## Required work
Reproduce verbatim the lines starting with the one containing "Put a marker on every instance of the black" and continuing through the one containing "[(77, 220), (91, 218), (34, 383)]", including both endpoints.

— START —

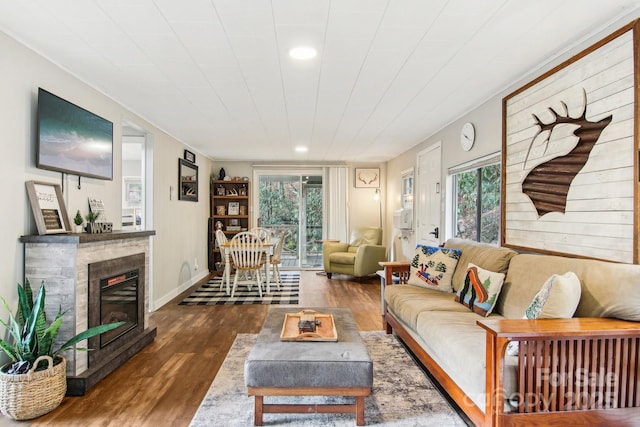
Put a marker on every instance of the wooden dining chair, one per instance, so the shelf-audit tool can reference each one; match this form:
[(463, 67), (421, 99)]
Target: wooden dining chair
[(246, 250)]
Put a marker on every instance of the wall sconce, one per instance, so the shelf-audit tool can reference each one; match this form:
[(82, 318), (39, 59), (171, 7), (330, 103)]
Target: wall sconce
[(377, 197)]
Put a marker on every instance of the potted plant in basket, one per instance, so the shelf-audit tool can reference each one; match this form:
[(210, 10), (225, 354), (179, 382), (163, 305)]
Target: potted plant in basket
[(91, 218), (35, 382), (77, 220)]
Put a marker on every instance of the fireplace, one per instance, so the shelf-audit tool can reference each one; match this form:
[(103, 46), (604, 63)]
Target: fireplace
[(116, 293), (95, 278)]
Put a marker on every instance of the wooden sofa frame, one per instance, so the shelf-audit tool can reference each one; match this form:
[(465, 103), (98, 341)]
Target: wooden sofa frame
[(579, 371)]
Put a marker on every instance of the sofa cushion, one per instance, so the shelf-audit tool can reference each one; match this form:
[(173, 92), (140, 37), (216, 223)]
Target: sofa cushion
[(557, 299), (481, 289), (563, 296), (457, 344), (433, 267), (608, 289), (483, 255), (407, 302)]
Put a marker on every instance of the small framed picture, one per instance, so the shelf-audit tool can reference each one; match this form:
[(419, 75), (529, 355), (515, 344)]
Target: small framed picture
[(47, 205), (234, 208), (189, 156), (367, 178)]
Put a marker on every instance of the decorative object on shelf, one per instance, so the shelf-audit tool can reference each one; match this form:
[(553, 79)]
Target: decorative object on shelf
[(77, 221), (189, 156), (367, 177), (230, 206), (35, 382), (94, 227), (187, 181), (234, 208), (47, 205), (467, 136)]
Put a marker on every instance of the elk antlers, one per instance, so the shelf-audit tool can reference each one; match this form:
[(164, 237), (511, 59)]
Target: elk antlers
[(558, 119)]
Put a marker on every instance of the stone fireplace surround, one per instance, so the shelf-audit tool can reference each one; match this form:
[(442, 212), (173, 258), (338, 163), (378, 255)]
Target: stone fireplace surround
[(62, 262)]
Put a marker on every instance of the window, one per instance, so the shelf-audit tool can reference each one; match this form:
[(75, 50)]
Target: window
[(477, 201)]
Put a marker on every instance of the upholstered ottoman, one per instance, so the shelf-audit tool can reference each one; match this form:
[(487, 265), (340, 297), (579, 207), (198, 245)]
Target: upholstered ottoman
[(277, 368)]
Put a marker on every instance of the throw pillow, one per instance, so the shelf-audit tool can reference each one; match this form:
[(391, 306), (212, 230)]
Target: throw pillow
[(480, 289), (557, 299), (432, 267)]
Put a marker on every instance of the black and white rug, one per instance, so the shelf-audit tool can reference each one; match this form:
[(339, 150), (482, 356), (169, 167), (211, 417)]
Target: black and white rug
[(402, 394), (211, 294)]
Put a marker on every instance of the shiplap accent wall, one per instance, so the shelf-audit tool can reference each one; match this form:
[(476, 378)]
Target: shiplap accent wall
[(599, 217)]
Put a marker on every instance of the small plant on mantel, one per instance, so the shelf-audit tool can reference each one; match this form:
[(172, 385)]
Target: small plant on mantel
[(77, 220), (91, 218), (34, 383)]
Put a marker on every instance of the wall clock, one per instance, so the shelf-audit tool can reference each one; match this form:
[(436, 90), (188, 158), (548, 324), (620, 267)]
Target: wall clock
[(467, 136)]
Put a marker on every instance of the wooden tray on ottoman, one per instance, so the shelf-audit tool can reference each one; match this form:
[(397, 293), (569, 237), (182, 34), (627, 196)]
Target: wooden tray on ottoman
[(325, 331)]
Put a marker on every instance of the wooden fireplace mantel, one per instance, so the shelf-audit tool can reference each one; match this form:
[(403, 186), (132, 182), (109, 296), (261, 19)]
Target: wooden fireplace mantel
[(77, 238)]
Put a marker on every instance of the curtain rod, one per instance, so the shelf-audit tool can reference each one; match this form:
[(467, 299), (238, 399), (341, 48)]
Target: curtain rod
[(297, 165)]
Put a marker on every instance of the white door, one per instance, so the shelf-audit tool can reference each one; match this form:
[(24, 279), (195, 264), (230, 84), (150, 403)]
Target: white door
[(429, 196)]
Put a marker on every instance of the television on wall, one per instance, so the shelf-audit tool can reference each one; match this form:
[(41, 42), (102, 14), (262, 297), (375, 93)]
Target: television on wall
[(73, 140)]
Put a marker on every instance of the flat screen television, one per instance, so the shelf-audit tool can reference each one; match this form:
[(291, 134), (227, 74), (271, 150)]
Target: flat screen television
[(73, 140)]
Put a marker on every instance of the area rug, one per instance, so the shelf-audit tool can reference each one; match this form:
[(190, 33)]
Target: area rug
[(210, 293), (402, 394)]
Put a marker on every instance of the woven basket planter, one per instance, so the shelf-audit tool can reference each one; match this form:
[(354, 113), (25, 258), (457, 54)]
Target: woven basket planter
[(30, 395)]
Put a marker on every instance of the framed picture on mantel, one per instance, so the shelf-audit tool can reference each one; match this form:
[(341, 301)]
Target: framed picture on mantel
[(48, 208)]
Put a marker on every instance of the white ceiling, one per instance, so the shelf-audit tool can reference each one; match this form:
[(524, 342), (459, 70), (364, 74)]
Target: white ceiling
[(216, 73)]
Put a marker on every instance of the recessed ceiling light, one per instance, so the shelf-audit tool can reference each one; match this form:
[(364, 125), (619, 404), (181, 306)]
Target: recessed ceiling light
[(303, 52)]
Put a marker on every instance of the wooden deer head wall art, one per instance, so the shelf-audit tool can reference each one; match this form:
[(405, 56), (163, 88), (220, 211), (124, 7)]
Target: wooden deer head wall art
[(570, 155)]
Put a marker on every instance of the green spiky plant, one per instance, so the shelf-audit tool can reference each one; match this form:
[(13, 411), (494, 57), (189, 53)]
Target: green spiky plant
[(31, 335)]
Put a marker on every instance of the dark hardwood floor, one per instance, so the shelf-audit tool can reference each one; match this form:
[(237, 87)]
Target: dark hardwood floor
[(164, 384)]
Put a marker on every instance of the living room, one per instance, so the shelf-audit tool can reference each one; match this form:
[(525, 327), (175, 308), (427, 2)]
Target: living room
[(179, 247)]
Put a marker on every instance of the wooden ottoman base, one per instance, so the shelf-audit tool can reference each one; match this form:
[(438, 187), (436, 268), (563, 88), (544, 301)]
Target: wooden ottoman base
[(263, 408)]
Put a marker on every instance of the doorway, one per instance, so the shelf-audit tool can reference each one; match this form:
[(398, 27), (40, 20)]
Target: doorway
[(291, 202), (429, 197), (134, 170)]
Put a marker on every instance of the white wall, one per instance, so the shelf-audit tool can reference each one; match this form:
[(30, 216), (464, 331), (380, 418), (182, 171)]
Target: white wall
[(181, 227), (487, 119)]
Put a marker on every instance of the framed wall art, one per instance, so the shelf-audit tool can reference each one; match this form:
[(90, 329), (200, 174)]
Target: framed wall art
[(47, 205), (570, 156), (189, 156), (367, 178)]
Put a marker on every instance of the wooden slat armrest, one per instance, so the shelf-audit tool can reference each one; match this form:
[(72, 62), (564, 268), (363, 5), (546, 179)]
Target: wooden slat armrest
[(400, 268), (522, 329)]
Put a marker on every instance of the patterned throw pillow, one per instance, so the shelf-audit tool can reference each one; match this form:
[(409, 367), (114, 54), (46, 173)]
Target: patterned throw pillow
[(433, 267), (557, 299), (480, 289)]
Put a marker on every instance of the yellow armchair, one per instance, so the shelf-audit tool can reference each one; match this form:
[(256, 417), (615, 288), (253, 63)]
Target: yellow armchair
[(357, 258)]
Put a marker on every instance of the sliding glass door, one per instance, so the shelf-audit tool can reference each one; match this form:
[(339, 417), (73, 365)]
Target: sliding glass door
[(292, 203)]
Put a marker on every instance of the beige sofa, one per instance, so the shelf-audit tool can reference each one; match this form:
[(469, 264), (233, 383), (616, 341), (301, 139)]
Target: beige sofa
[(584, 368)]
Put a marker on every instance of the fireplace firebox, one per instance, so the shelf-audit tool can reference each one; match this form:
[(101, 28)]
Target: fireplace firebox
[(116, 293)]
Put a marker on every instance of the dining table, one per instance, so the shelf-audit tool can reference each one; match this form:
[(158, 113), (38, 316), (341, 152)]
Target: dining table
[(267, 248)]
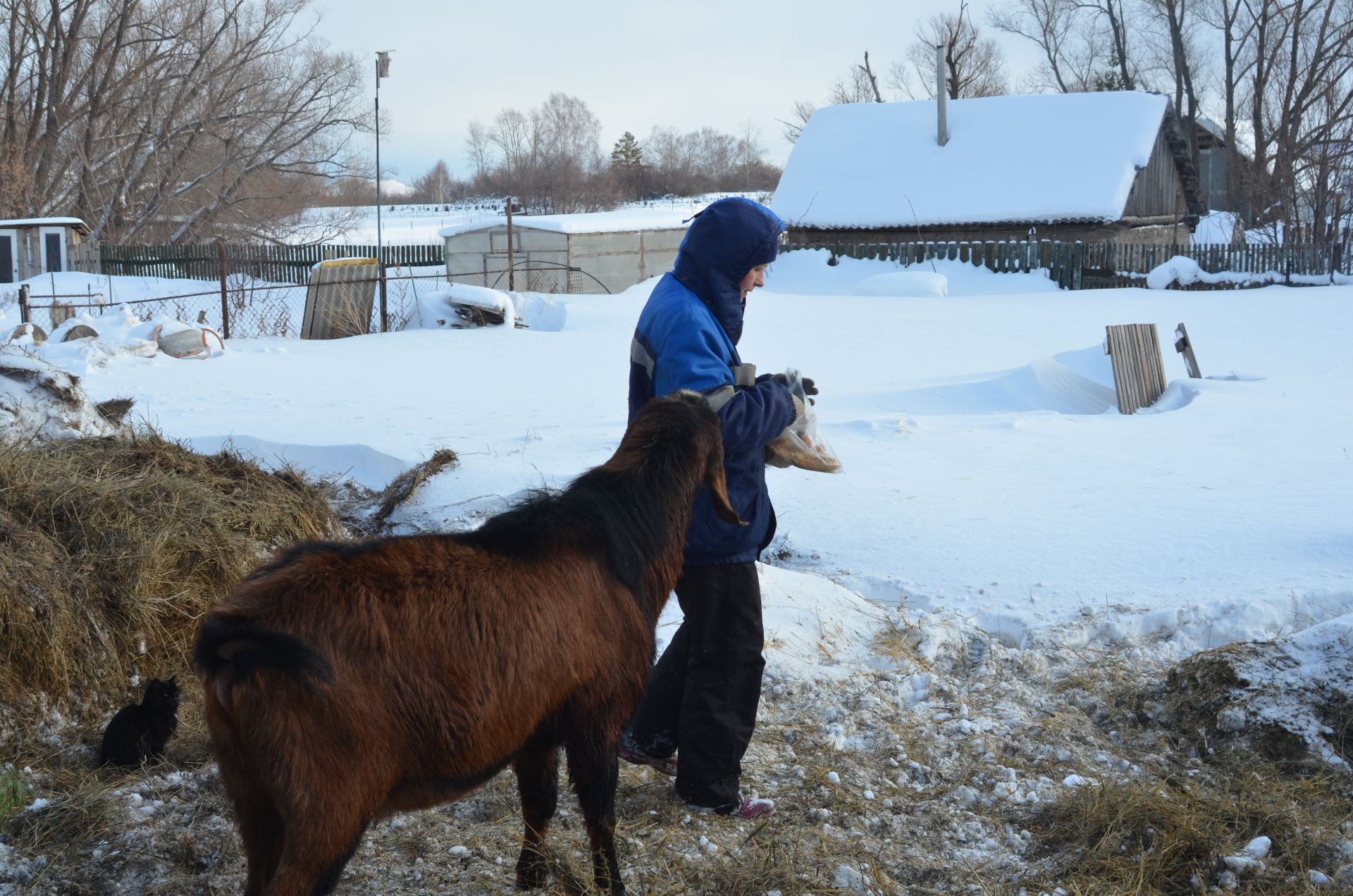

— END —

## Reply to the exercise
Put a marker on every instance of the black and white rug, one per instance, so the shelf-audit tool can reference each one; match this form:
[(339, 150), (482, 356), (169, 167), (211, 417)]
Target: black and white rug
[(402, 394), (211, 294)]
Put a marker on every instance of the shiplap accent wall, one per instance, so the shelf-audit tool can reference each one; match this form:
[(476, 378)]
Target: shiplap accent wall
[(599, 217)]
Put a marker on every instance of the small plant on mantel, one per instance, so the shelf-audit tool can reference each one; match this form:
[(172, 385)]
Target: small plant on mantel
[(77, 220), (91, 218), (34, 383)]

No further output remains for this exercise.